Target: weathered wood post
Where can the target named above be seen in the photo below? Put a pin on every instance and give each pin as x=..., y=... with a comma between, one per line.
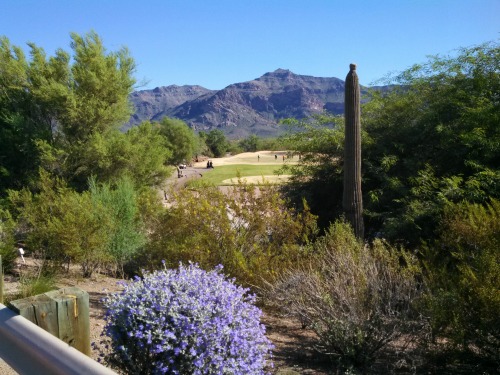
x=352, y=200
x=64, y=313
x=1, y=280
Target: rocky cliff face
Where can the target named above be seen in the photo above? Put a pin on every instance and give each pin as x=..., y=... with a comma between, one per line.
x=252, y=107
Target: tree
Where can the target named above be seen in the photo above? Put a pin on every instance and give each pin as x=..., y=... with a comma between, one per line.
x=432, y=142
x=217, y=143
x=181, y=140
x=60, y=225
x=352, y=201
x=464, y=272
x=51, y=107
x=127, y=234
x=318, y=175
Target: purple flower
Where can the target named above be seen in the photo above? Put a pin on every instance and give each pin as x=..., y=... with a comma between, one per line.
x=186, y=321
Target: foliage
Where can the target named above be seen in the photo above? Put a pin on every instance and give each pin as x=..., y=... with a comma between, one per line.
x=464, y=267
x=317, y=177
x=185, y=321
x=217, y=143
x=359, y=300
x=181, y=139
x=429, y=141
x=252, y=234
x=433, y=141
x=62, y=225
x=126, y=235
x=52, y=107
x=139, y=154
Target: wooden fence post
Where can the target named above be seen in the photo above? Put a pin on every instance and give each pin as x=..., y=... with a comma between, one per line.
x=1, y=280
x=64, y=313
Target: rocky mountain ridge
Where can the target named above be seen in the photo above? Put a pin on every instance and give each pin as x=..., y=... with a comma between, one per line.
x=240, y=109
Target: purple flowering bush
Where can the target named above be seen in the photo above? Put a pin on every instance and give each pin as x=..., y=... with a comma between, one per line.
x=185, y=321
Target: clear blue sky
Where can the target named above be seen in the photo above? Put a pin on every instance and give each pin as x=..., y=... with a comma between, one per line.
x=214, y=43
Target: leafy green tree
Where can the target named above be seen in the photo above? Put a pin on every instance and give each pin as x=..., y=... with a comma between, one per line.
x=317, y=177
x=433, y=141
x=56, y=105
x=428, y=142
x=217, y=143
x=61, y=225
x=181, y=140
x=464, y=270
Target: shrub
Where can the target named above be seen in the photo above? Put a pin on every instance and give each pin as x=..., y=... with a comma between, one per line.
x=464, y=271
x=185, y=321
x=249, y=231
x=357, y=299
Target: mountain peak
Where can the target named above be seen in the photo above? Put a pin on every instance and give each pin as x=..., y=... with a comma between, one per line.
x=252, y=107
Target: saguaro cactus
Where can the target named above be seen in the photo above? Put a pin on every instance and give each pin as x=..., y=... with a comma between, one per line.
x=352, y=200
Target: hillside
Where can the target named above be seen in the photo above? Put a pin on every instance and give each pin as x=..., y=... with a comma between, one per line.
x=240, y=109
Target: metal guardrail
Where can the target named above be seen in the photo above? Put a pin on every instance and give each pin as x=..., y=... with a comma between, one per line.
x=28, y=349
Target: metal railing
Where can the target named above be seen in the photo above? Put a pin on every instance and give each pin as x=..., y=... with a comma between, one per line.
x=28, y=349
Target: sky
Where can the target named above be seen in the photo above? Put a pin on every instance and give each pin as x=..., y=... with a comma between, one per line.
x=214, y=43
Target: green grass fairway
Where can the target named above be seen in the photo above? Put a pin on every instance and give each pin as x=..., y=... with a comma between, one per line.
x=219, y=174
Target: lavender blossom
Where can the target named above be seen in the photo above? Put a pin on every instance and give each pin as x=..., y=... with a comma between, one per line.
x=185, y=321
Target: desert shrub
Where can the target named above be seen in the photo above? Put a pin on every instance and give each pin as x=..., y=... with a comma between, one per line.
x=464, y=270
x=185, y=321
x=357, y=299
x=251, y=233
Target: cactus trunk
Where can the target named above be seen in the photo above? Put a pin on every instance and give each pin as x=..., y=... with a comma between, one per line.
x=352, y=201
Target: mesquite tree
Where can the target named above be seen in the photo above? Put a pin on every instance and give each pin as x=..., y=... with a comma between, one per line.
x=352, y=200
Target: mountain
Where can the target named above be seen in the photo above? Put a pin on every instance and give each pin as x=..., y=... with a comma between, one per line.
x=240, y=109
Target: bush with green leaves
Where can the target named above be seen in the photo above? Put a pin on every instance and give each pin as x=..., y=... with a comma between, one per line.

|---|

**GOAL**
Quote each record exactly as it stands, minus the pictures.

**THE ANSWER**
Target: weathered wood post
Where can the target named above be seen in the photo below? Put a pin on every instance and give each pin as x=..., y=... with a comma between, one per line.
x=352, y=200
x=64, y=313
x=1, y=280
Target: rocky cliff face
Where can the target named above be seen in the photo above? Put a pin on every instance and give each pin as x=..., y=... with a comma between, one per line.
x=252, y=107
Target: tree
Where can the target named above be seen in the photo above? Put a pin on every instance and give each pin as x=..., y=... with a comma between, one per line.
x=432, y=142
x=217, y=143
x=181, y=140
x=60, y=225
x=352, y=201
x=464, y=272
x=51, y=107
x=127, y=234
x=318, y=175
Target: purple flower
Where can the target named above be seen in the photo above? Put a pin on every instance and give each pin as x=..., y=... with a comma between, one per line.
x=186, y=321
Target: foliage
Where can the target named above be seen in the photo above? Put a pin on every instance and give each pin as x=..., y=... with a comma between, one per line.
x=464, y=267
x=317, y=177
x=185, y=321
x=217, y=143
x=359, y=300
x=181, y=139
x=429, y=141
x=252, y=234
x=433, y=141
x=62, y=225
x=126, y=235
x=52, y=107
x=139, y=154
Target: wooden fence post
Where can the target named above be seen in the photo above? Put a pin on every instance and give each pin as x=..., y=... with a comma between, one per line.
x=1, y=280
x=64, y=313
Target: rocky mountain ridge
Where can the target named above be seen in the photo above? Put a pin on every instance and give each pin as x=..., y=... with a comma between, one per line.
x=240, y=109
Target: purple flowering bush
Where can the target named above be seen in the photo above? Put a pin on every instance and give each pin as x=..., y=... with a comma between, one per line.
x=185, y=321
Target: clear blue sky
Where can the target named above be seen in the photo above? Put a pin on every instance and give each pin as x=..., y=... with a comma between, one per line.
x=214, y=43
Target: leafy green tree
Where can the target named above be seen in the photo above? Put a pin on every instance and give each pin as x=..., y=... with a comma between, one per line.
x=317, y=177
x=433, y=141
x=56, y=105
x=428, y=142
x=217, y=143
x=61, y=225
x=181, y=140
x=464, y=270
Target: shrub
Where can the target named above be seen in the photo above? Put a pin on every instance and give each pin as x=..., y=... with a comma between, one per line.
x=464, y=271
x=185, y=321
x=249, y=231
x=357, y=299
Target: mountain peak
Where can the target named above be seen in the photo above? Put a pin on every instance and give each pin as x=..., y=... with a comma between, one per line.
x=252, y=107
Target: saguaro cactus
Where can the target named above be seen in the photo above? Put a pin on every instance and give each pin as x=..., y=... with a comma between, one per line.
x=352, y=200
Target: hillside
Where can the target named above be seen in the photo above? Put a pin on every instance and give each pin as x=..., y=... with a comma between, one per line.
x=240, y=109
Target: metal guardrail
Where can the target named above be seen in the photo above? Put a pin on every instance and give each pin as x=..., y=... with a comma between, one per line.
x=28, y=349
Target: metal railing
Where can the target named above be seen in the photo above? Put a pin on every instance and give each pin as x=..., y=... with a comma between, one per line.
x=28, y=349
Target: sky
Where can the target named above be seen in the photo above? Put a pin on every instance and give each pin as x=..., y=... with a comma between, one per line.
x=214, y=43
Target: green grass fairway
Where can the target named above be seen in the photo above? Put a pin on every instance and give each pin as x=..., y=... with a comma between, one per line.
x=219, y=174
Target: lavender blossom
Where can the target named above be seen in the photo above? Put a pin on every instance and give each pin as x=..., y=... with a comma between, one per line.
x=185, y=321
Target: desert shrub
Where can the target named above be seen in the photo above? Put a pin on every instance and give each pin as x=..., y=... with a comma between, one per line.
x=464, y=270
x=185, y=321
x=357, y=299
x=251, y=233
Target: cactus trunk
Where can the target named above be seen in the photo above? Put a pin on every instance and give each pin as x=..., y=... with a comma between, one per line.
x=352, y=201
Target: mesquite tree
Where can the target named above be seen in the photo above? Put a pin on every instance and give each pin as x=..., y=... with a comma between, one per line.
x=352, y=200
Target: mountain
Where can the target named above be seen in the photo above? Put a pin on every instance and give each pin as x=..., y=... with a comma between, one per line.
x=240, y=109
Target: bush with green leaves
Where can the target named above be seen in the photo above? Put a pin on every instance and give each pin as x=..., y=... with a comma between, one per line.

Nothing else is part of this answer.